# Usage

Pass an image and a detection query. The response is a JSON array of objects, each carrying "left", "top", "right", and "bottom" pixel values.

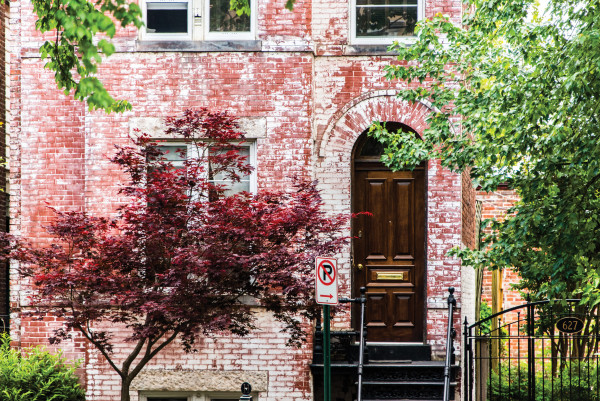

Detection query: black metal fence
[{"left": 463, "top": 300, "right": 600, "bottom": 401}]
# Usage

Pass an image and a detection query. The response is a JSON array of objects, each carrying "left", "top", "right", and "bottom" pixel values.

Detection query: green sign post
[
  {"left": 315, "top": 257, "right": 338, "bottom": 401},
  {"left": 323, "top": 305, "right": 331, "bottom": 401}
]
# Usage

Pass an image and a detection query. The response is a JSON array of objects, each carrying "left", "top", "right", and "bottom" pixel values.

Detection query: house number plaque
[{"left": 556, "top": 316, "right": 583, "bottom": 334}]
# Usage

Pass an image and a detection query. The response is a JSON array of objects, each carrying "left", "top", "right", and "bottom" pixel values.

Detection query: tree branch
[{"left": 75, "top": 324, "right": 125, "bottom": 380}]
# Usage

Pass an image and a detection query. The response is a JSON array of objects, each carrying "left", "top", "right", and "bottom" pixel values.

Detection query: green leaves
[
  {"left": 33, "top": 0, "right": 142, "bottom": 112},
  {"left": 380, "top": 0, "right": 600, "bottom": 302},
  {"left": 0, "top": 334, "right": 85, "bottom": 401}
]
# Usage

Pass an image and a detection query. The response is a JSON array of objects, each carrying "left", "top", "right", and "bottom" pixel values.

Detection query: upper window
[
  {"left": 142, "top": 0, "right": 256, "bottom": 40},
  {"left": 159, "top": 141, "right": 256, "bottom": 196},
  {"left": 351, "top": 0, "right": 423, "bottom": 44}
]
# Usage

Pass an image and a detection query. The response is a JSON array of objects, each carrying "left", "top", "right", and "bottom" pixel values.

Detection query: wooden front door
[{"left": 352, "top": 130, "right": 425, "bottom": 342}]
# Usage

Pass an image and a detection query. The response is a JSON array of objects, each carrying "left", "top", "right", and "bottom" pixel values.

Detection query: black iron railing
[
  {"left": 443, "top": 287, "right": 456, "bottom": 401},
  {"left": 464, "top": 300, "right": 600, "bottom": 401},
  {"left": 340, "top": 287, "right": 367, "bottom": 401},
  {"left": 313, "top": 287, "right": 369, "bottom": 401}
]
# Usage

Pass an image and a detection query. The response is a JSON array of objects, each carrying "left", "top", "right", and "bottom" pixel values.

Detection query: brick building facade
[{"left": 0, "top": 0, "right": 475, "bottom": 401}]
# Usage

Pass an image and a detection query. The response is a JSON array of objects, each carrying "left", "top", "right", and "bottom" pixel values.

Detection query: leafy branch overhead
[
  {"left": 372, "top": 0, "right": 600, "bottom": 302},
  {"left": 32, "top": 0, "right": 295, "bottom": 113},
  {"left": 32, "top": 0, "right": 142, "bottom": 112}
]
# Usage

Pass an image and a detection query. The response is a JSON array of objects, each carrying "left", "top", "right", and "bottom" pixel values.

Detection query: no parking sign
[{"left": 315, "top": 257, "right": 338, "bottom": 305}]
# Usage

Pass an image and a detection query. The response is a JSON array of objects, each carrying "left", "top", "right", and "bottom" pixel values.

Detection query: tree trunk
[{"left": 121, "top": 379, "right": 131, "bottom": 401}]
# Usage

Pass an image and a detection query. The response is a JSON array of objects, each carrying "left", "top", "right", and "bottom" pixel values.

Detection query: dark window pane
[
  {"left": 148, "top": 397, "right": 188, "bottom": 401},
  {"left": 210, "top": 0, "right": 251, "bottom": 32},
  {"left": 356, "top": 7, "right": 417, "bottom": 37},
  {"left": 359, "top": 137, "right": 383, "bottom": 156},
  {"left": 146, "top": 3, "right": 188, "bottom": 33},
  {"left": 356, "top": 0, "right": 417, "bottom": 6}
]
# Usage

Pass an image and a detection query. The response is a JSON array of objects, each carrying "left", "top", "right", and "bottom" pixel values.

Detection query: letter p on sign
[{"left": 315, "top": 258, "right": 338, "bottom": 305}]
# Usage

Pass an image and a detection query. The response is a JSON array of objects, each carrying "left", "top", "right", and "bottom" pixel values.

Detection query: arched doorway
[{"left": 352, "top": 122, "right": 425, "bottom": 342}]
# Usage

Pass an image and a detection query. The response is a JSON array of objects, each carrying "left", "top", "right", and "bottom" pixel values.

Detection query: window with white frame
[
  {"left": 142, "top": 0, "right": 256, "bottom": 40},
  {"left": 140, "top": 392, "right": 258, "bottom": 401},
  {"left": 350, "top": 0, "right": 424, "bottom": 44},
  {"left": 159, "top": 141, "right": 256, "bottom": 196}
]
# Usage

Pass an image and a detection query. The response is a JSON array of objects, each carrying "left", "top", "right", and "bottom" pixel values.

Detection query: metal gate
[{"left": 463, "top": 300, "right": 600, "bottom": 401}]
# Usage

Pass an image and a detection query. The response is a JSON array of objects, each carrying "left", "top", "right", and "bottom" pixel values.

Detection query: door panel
[{"left": 352, "top": 166, "right": 425, "bottom": 342}]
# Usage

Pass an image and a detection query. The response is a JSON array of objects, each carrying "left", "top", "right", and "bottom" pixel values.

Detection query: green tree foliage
[
  {"left": 372, "top": 0, "right": 600, "bottom": 304},
  {"left": 0, "top": 334, "right": 85, "bottom": 401},
  {"left": 32, "top": 0, "right": 142, "bottom": 112}
]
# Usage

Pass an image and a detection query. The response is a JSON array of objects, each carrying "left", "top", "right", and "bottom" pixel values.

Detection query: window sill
[
  {"left": 344, "top": 45, "right": 396, "bottom": 56},
  {"left": 136, "top": 40, "right": 262, "bottom": 52}
]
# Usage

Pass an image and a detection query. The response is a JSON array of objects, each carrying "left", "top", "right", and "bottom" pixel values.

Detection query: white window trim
[
  {"left": 204, "top": 0, "right": 257, "bottom": 40},
  {"left": 140, "top": 0, "right": 192, "bottom": 41},
  {"left": 349, "top": 0, "right": 425, "bottom": 45},
  {"left": 140, "top": 0, "right": 258, "bottom": 41},
  {"left": 158, "top": 139, "right": 258, "bottom": 194},
  {"left": 139, "top": 391, "right": 259, "bottom": 401}
]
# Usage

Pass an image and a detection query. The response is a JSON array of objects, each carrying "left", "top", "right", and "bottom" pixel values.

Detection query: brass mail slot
[{"left": 375, "top": 272, "right": 405, "bottom": 280}]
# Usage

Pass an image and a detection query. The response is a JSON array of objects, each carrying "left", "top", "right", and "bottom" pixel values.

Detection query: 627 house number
[{"left": 556, "top": 316, "right": 583, "bottom": 334}]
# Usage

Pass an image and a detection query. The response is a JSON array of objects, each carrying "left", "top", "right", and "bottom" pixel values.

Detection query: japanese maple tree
[{"left": 4, "top": 109, "right": 347, "bottom": 401}]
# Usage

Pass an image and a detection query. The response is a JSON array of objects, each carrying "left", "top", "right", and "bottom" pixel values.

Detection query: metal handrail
[
  {"left": 340, "top": 287, "right": 367, "bottom": 401},
  {"left": 443, "top": 287, "right": 456, "bottom": 401}
]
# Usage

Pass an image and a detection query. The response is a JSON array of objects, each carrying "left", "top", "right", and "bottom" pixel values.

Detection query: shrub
[
  {"left": 487, "top": 360, "right": 600, "bottom": 401},
  {"left": 0, "top": 334, "right": 85, "bottom": 401}
]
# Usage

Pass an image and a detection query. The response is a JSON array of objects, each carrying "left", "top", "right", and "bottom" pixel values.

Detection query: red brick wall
[
  {"left": 9, "top": 0, "right": 470, "bottom": 401},
  {"left": 477, "top": 187, "right": 525, "bottom": 309}
]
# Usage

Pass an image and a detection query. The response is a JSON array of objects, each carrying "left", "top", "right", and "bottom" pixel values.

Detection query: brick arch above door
[{"left": 317, "top": 90, "right": 431, "bottom": 157}]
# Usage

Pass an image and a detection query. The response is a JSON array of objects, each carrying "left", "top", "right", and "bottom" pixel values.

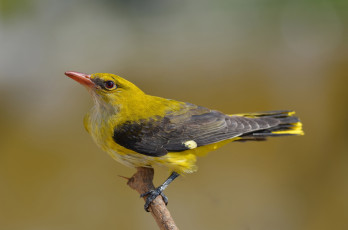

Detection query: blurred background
[{"left": 0, "top": 0, "right": 348, "bottom": 230}]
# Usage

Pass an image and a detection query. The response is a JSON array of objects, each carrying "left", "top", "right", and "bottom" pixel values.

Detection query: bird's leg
[{"left": 140, "top": 172, "right": 180, "bottom": 212}]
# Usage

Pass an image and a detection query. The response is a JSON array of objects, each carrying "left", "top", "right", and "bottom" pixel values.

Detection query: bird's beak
[{"left": 65, "top": 71, "right": 95, "bottom": 88}]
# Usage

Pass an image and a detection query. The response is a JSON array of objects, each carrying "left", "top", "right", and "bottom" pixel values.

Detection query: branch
[{"left": 127, "top": 167, "right": 178, "bottom": 230}]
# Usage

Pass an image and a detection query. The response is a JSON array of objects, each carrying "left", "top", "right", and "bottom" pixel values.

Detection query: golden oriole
[{"left": 65, "top": 71, "right": 303, "bottom": 210}]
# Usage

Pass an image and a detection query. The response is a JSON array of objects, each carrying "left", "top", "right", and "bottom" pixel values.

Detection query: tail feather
[{"left": 235, "top": 110, "right": 304, "bottom": 141}]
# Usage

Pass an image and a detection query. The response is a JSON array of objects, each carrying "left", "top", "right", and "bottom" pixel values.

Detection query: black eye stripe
[
  {"left": 92, "top": 78, "right": 118, "bottom": 90},
  {"left": 104, "top": 81, "right": 115, "bottom": 89}
]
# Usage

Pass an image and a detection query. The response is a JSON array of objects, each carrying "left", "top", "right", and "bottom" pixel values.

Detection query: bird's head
[{"left": 65, "top": 71, "right": 145, "bottom": 105}]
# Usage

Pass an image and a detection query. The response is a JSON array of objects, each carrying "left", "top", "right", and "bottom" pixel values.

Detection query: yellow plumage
[{"left": 66, "top": 72, "right": 303, "bottom": 174}]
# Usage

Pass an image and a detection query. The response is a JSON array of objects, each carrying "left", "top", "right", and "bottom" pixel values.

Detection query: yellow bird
[{"left": 65, "top": 71, "right": 303, "bottom": 210}]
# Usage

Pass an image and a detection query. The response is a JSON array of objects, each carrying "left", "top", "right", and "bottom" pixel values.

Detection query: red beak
[{"left": 65, "top": 71, "right": 95, "bottom": 88}]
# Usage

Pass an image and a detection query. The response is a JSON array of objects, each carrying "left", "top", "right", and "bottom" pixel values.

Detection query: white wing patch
[{"left": 184, "top": 140, "right": 197, "bottom": 149}]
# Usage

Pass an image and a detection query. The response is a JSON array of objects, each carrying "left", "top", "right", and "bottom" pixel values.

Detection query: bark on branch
[{"left": 127, "top": 167, "right": 178, "bottom": 230}]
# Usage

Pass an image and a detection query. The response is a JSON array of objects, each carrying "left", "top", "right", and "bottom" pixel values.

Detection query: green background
[{"left": 0, "top": 0, "right": 348, "bottom": 230}]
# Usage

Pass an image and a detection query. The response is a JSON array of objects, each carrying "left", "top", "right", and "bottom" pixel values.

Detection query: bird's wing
[{"left": 113, "top": 103, "right": 278, "bottom": 156}]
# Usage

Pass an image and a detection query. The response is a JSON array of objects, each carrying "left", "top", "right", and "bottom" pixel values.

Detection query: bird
[{"left": 65, "top": 71, "right": 304, "bottom": 211}]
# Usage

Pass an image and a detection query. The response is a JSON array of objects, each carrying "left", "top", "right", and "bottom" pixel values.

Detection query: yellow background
[{"left": 0, "top": 0, "right": 348, "bottom": 230}]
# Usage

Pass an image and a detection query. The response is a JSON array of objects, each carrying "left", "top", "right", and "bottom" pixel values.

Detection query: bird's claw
[{"left": 140, "top": 188, "right": 168, "bottom": 212}]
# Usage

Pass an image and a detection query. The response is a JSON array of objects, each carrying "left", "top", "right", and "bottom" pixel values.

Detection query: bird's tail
[{"left": 234, "top": 110, "right": 304, "bottom": 141}]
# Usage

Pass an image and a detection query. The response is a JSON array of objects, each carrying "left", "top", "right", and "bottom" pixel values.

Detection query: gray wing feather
[{"left": 113, "top": 103, "right": 279, "bottom": 156}]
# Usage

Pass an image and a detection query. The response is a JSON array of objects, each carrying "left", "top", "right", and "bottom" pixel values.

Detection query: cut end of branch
[{"left": 125, "top": 167, "right": 178, "bottom": 230}]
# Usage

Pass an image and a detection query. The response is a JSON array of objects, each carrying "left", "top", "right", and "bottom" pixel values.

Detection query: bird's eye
[{"left": 104, "top": 81, "right": 116, "bottom": 89}]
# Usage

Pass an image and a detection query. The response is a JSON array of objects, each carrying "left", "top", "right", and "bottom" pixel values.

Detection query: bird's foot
[{"left": 140, "top": 187, "right": 168, "bottom": 212}]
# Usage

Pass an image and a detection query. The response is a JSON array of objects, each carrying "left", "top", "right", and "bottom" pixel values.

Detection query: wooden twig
[{"left": 127, "top": 167, "right": 178, "bottom": 230}]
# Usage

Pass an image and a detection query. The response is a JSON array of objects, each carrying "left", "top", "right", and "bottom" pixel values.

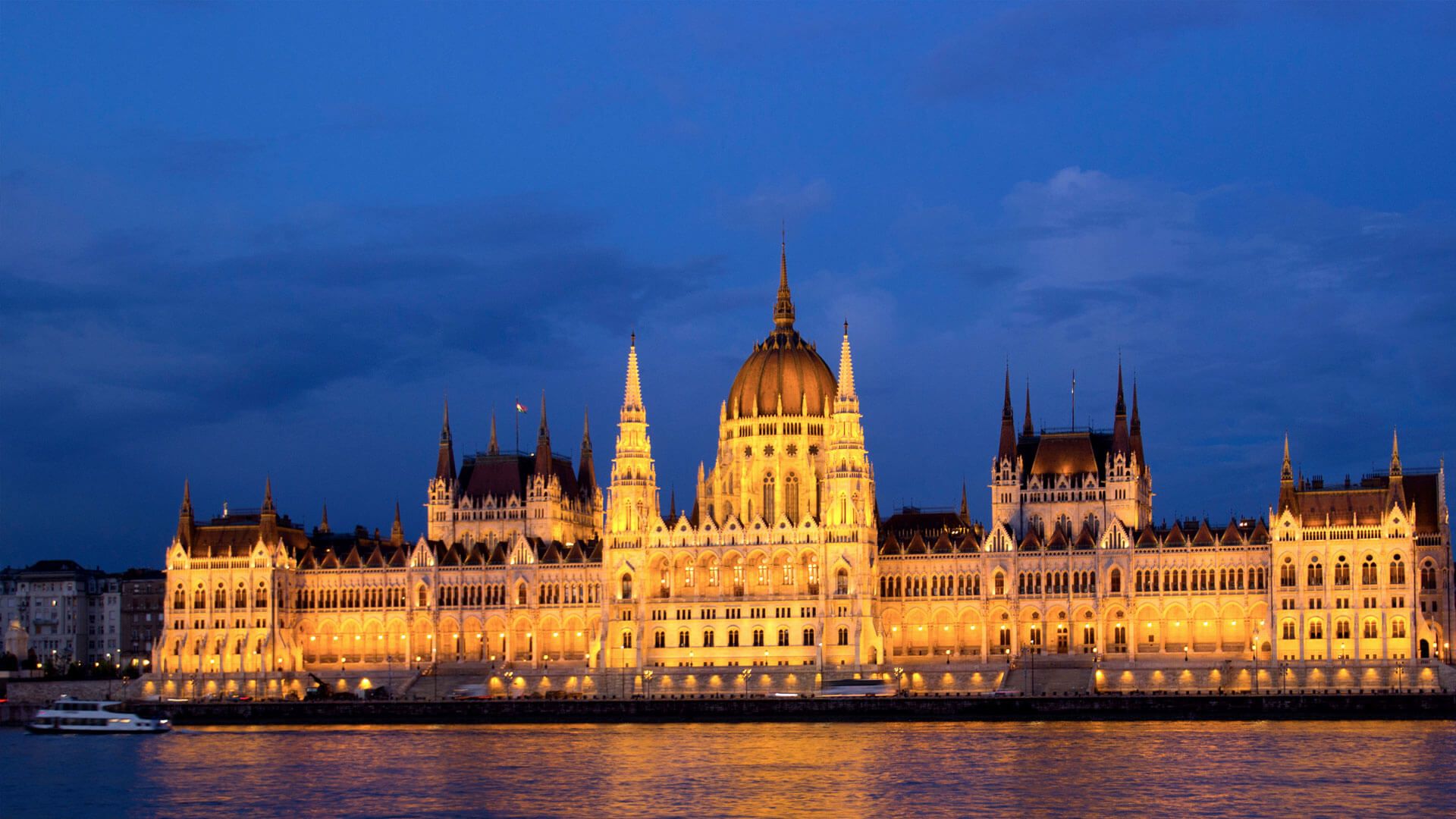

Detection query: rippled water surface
[{"left": 0, "top": 723, "right": 1456, "bottom": 816}]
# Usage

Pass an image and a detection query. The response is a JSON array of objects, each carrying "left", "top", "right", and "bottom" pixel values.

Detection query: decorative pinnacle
[
  {"left": 622, "top": 332, "right": 642, "bottom": 410},
  {"left": 1391, "top": 430, "right": 1401, "bottom": 478},
  {"left": 839, "top": 319, "right": 855, "bottom": 398},
  {"left": 774, "top": 233, "right": 793, "bottom": 329}
]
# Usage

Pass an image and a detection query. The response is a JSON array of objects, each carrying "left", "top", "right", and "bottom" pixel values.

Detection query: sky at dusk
[{"left": 0, "top": 3, "right": 1456, "bottom": 570}]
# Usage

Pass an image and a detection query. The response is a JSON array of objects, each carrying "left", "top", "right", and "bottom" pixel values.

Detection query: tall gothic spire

|---|

What the task requires:
Return every line in the data that contains the string "wing", where a match must have the same uppercase and lowercase letters.

Result of this exercise:
Detection query: white wing patch
Detection query: bird's wing
Detection query: gray wing feather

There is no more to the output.